++++ DATASET RECORDS ++++

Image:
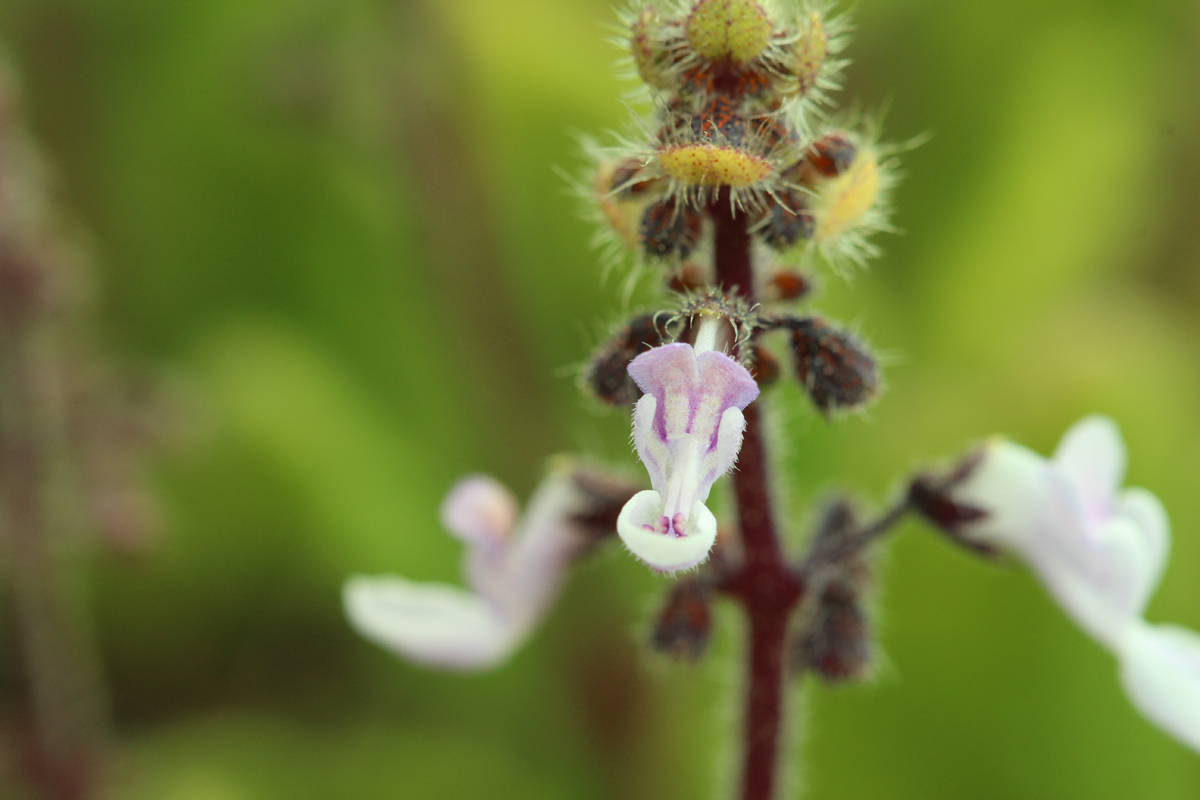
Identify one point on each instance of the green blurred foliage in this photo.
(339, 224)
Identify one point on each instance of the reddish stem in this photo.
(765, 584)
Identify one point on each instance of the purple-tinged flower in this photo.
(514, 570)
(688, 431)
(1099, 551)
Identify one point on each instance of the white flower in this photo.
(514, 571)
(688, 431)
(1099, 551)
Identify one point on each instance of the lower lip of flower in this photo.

++++

TASK DIRECTIONS
Rewrite every line of the records, including each request, and offset every coordinate in the points by adding 22 to both values. Leave the pictures out.

CORRECT OUTPUT
Image:
Identify one point on each instance of the green blurred foliage in this photo.
(361, 246)
Identify one point on each instance of the reddish stem in this photo.
(787, 606)
Identify one point on each instance of the purple-tinged flower in this photo.
(536, 592)
(710, 453)
(1121, 573)
Identify one point on each instance of the white flower in this photo.
(536, 593)
(710, 453)
(1121, 573)
Identify one point on each instance of the lower lip of flower in this photo.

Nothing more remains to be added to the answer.